Many say a weed is a plant growing in the wrong place or one you don’t want, but Ralph Waldo Emerson said a weed is “A plant whose virtues have never been discovered.” Although many call pokeweed (Phytolacca americana) and common mullein (Verbascum thapsus) weeds, they are two to consider growing.
Virtues of pokeweed and mullein
Both are tall—up to 10 feet at maturity—and can be ornamental transition plants between a groomed garden and a wilder area.
Pokeweed—also known as pokeberry, red ink plant, and pigeon berry—is a native perennial that makes an elegant addition to the late fall garden with its magenta stems and gracefully pendulous deep purple berries. Birds, especially robins and catbirds, enjoy feasting on pokeweed berries.
Mullein is an introduced biennial with thick, fuzzy grey-green “woolly” stems and foliage, and a distinctive tall, bright-yellow flower spike in its second year that makes an exclamation point in the summer garden. Common mullein is also called flannel-leaf, velvet plant, and Jacob’s staff.
How they grow
Pokeweed and mullein both grow well in full sun, prefer gravelly soils, and are often found in fencerows, pastures, cemeteries, roadsides, and other disturbed areas. Pokeweed likes some moisture and can tolerate partial shade, while mullein requires lots of sun and prefers dry soil. Both are well established throughout the eastern United States.
Poke seeds germinate in mid-spring to early summer where the berries fall to the ground in autumn, then leaf out and grow rapidly. Leaves are lance-shaped, deep green, and can be up to 10 inches in length. The trunk or stem is a deep red. Long racemes of white blooms appear from July through September. The flowers produce elegant grape-like clusters of deep purple berries in the fall. Flowering continues until frost with some plants having both flowers and berries at the same time.
In its first year, mullein produces a low rosette of leaves up to 24 inches in diameter. The succeeding growing season, vivid yellow flowers bloom from June through August. The individual flowers are short lived. They are open to pollinators for one day only, from just before dawn to mid-afternoon. If an open flower has not been pollinated, it can self-pollinate.
History
Pokeweed probably gets its name from the Native American Algonquin word “poken” meaning bloody, referring to the red juice from the fruiting berries, which produces an effective writing ink and fabric dye. Native Americans once used pokeberry dye to decorate their horses.
Mullein is an ancient plant. Yellow mullein flowers were used in the fourth century B.C. as a hair dye, and early Romans dipped the flowering stalks into tallow for use as torches. Native Americans smoked the dried leaves and roots to treat asthma. Europeans, who used the flowers for tea and the plant as a medicinal herb, introduced it to America in the mid-1700s.
Cautions and Controls
Pokeweed and common mullein can be useful and ornamental additions to the landscape provided you keep them under control. Both form large taproots and reseed prolifically—48,000 seeds from a single pokeweed plant; over 100,000 seeds from a mullein. Their seeds can remain viable in the soil for decades.
Control pokeweed by pulling out the young seedlings in the spring. Other methods come into play with larger plants and their tap roots. Repeatedly chopping down the hollow stem and removing a major portion of the taproot is a start. If chemical treatments are necessary, paint both sides of the stem with an herbicide in accordance with the label.
Be aware that every part of the pokeweed plant—from roots to leaves to those gorgeous berries—is poisonous. Even though pokeweed inspired the 1969 Tony Joe White song “Poke Salad Annie” to celebrate “poke salat,” ingestion of any part of pokeweed is not recommended.
The key to effective mullein control is preventing seed production or germination. Frost will kill the plant in the second year, but the tall stem persists like a skeleton into the third year before toppling. Any broadcasted seeds will remain in the soil, so be ready to dig or pull young seedlings. Sow grasses and other plants on bare soil to shade and crowd out mullein seeds, thus reducing their chance of germinating.
A Second Look?
A weed by any other name . . . may still be a weed, leaving you to decide if pokeweed or mullein are worthy of a place in your garden.

### DATA FOR ANALYSIS:
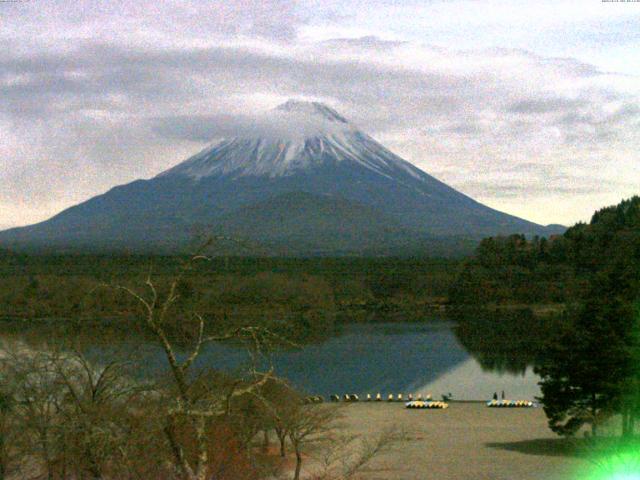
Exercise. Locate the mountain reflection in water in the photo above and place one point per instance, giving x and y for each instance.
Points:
(368, 358)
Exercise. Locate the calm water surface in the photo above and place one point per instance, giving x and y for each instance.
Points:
(386, 358)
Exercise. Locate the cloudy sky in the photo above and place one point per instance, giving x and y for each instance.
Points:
(530, 107)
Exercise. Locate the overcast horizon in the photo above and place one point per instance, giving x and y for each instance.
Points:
(530, 109)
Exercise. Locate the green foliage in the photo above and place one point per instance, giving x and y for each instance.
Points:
(592, 366)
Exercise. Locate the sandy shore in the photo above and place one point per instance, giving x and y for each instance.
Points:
(466, 441)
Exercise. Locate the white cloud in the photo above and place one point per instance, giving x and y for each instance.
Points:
(96, 94)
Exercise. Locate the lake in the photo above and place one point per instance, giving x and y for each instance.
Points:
(380, 357)
(357, 358)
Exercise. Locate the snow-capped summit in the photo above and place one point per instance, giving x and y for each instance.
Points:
(300, 180)
(327, 138)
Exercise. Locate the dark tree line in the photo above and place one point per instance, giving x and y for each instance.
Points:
(589, 360)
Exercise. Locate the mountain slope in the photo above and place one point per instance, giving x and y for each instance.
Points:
(308, 182)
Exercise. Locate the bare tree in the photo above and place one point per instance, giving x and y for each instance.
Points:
(192, 402)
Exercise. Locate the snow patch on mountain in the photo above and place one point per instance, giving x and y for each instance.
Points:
(316, 135)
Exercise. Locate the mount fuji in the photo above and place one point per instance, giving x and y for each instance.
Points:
(305, 182)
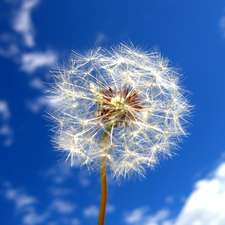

### WHAT THE TASK ASKS:
Copy the passage from the pokeweed and mullein article above word for word, starting with "The key to effective" and going on through "A Second Look?".

### ANSWER FOR THE TASK:
The key to effective mullein control is preventing seed production or germination. Frost will kill the plant in the second year, but the tall stem persists like a skeleton into the third year before toppling. Any broadcasted seeds will remain in the soil, so be ready to dig or pull young seedlings. Sow grasses and other plants on bare soil to shade and crowd out mullein seeds, thus reducing their chance of germinating.
A Second Look?